§ YOUR OBJECTIVE
The result should be a word-for-word retyping of the entries below, free of pictures.

Data items
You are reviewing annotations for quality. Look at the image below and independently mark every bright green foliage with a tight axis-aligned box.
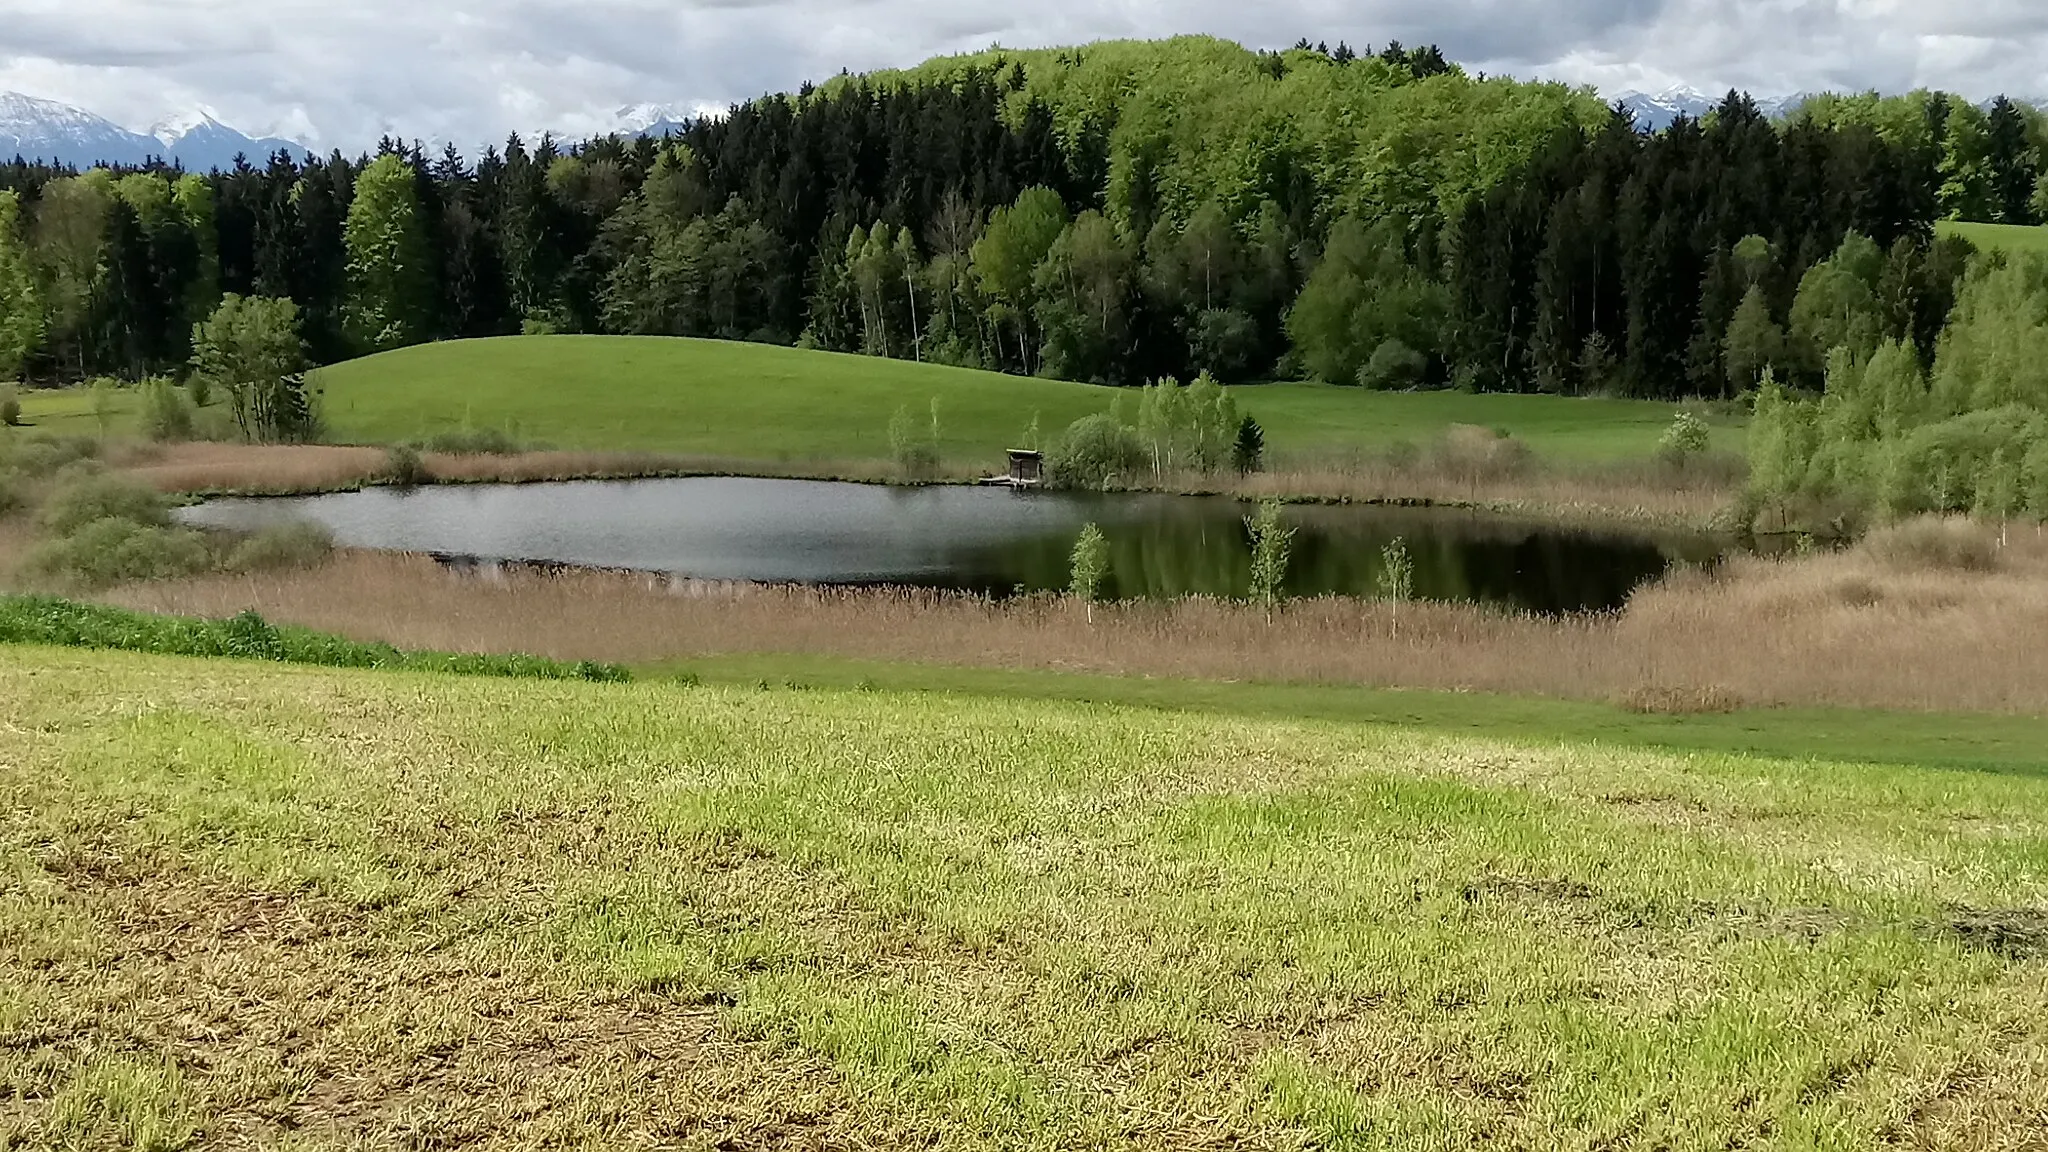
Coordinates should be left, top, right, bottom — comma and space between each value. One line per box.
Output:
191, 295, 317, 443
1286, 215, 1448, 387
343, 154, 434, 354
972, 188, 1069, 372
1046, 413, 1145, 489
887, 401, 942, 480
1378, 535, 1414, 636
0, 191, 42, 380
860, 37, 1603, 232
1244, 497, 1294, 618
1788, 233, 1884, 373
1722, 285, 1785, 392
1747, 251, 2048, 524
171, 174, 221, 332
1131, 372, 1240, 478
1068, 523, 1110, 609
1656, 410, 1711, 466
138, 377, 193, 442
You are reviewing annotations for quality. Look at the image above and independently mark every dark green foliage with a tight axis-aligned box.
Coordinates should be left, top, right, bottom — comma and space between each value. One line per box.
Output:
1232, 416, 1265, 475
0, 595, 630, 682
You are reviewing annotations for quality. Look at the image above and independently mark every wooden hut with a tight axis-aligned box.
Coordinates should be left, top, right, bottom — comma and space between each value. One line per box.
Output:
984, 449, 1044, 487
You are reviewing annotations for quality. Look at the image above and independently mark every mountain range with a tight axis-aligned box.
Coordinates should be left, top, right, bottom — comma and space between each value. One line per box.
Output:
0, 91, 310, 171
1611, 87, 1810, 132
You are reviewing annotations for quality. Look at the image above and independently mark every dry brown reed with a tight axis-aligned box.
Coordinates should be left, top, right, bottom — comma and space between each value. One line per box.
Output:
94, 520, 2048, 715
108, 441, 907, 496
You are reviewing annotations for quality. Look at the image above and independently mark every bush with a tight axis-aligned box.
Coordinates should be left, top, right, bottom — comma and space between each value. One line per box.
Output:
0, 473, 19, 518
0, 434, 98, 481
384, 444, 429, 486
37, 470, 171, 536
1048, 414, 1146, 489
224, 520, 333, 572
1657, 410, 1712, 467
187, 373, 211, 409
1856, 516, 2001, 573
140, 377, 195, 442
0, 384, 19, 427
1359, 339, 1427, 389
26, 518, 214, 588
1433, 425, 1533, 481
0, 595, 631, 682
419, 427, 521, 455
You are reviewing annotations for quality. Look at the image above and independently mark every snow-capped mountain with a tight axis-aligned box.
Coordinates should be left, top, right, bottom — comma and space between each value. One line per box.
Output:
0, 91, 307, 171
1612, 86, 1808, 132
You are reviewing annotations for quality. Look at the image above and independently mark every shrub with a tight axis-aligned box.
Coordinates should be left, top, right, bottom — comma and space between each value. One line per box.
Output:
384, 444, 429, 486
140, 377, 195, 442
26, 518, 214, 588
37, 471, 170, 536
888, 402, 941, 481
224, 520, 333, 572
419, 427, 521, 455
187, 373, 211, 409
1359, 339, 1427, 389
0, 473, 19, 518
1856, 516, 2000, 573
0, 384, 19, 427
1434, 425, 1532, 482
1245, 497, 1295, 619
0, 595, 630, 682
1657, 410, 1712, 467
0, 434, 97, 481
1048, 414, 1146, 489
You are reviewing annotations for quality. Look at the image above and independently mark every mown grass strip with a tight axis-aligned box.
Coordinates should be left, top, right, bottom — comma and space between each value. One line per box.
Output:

§ SOLUTION
You are reviewing annotations for quality. Look at the image below and independently mark every bright green foliage with a tight axis-aligned box.
Coordinates should be left, top, right, bottom — comma and space between each value. One line per box.
Output:
191, 295, 317, 443
1286, 215, 1448, 387
343, 154, 434, 354
972, 188, 1069, 372
1046, 413, 1145, 489
887, 401, 942, 480
1378, 535, 1414, 636
0, 191, 42, 380
860, 37, 1603, 232
1244, 497, 1294, 618
1788, 233, 1884, 373
1722, 285, 1785, 392
1747, 251, 2048, 524
171, 174, 221, 332
1131, 372, 1240, 478
1068, 523, 1110, 609
1656, 410, 1711, 466
138, 377, 193, 442
You are reviewing annotations for quality. Look at the image above and independently mark every dark green foliage with a tight axis-aligned box.
Coordinates should be left, top, right, bottom — comma and space between each value. One line per box.
Output:
1232, 416, 1265, 475
0, 595, 630, 682
You are reviewing annotations for quality. Look at the image above and independently mark every wooden hut with a tight axis-aligned box.
Coordinates should be left, top, right, bottom — comma and space between each value. One line per box.
Output:
984, 449, 1044, 487
You are reviewing annotations for quality. Look at the image above and independently mark every mountain range with a tight axis-aligned box.
Coordinates should be left, top, right, bottom — comma and space between each value. One line per box.
Output:
0, 91, 310, 171
1611, 87, 1810, 132
You are reviewing annotations for quality. Look at the image above and independently mark every dry brown reed with a tight axis-aligned box.
Coordinates should be left, top, right, bottom — comma and space between each value. One line per box.
Output:
94, 520, 2048, 715
108, 441, 907, 496
You are reviewing annotations for quality. Look at the image above and independently mark every bush with a tight axis-aligned box.
Coordinates should be left, top, right, bottom — comma and space between each value. One line per box.
Output:
0, 473, 19, 518
0, 434, 98, 481
384, 444, 429, 486
37, 470, 171, 536
1048, 414, 1146, 489
224, 520, 333, 572
1657, 410, 1712, 467
187, 373, 211, 409
1856, 516, 2001, 573
140, 377, 195, 442
0, 384, 19, 427
1359, 339, 1427, 389
26, 518, 214, 588
1433, 425, 1533, 481
0, 595, 631, 682
419, 427, 521, 455
You are reviewing annotations for quality. Look at the image above and independently mark every snow-capped mountain with a tight axis-aligned box.
Coordinates should be left, top, right, bottom — comma and space between each value. One line per box.
Output:
0, 91, 307, 171
1612, 86, 1808, 132
You are reviewing annotations for quality. Look at the image above and independently mark every shrub with a tight axis-aligned box.
Coordinates should be left, top, right, bottom — comma and space between each value. One line per box.
Output:
384, 444, 429, 486
140, 377, 195, 442
26, 518, 214, 588
37, 471, 170, 536
888, 402, 941, 481
224, 520, 333, 572
419, 427, 521, 455
187, 373, 211, 409
1359, 339, 1427, 389
0, 473, 19, 518
1856, 516, 2000, 573
0, 384, 19, 427
1434, 425, 1532, 482
1245, 497, 1295, 619
0, 595, 630, 682
1657, 410, 1712, 467
0, 434, 97, 481
1048, 414, 1146, 489
You are reviewing annotations for quality. Look at the image above and independently mark every mown grass strip with a tight axis-aligned box.
Coordinates should be left, top, right, bottom — comma and space between each value. One line per box.
Output:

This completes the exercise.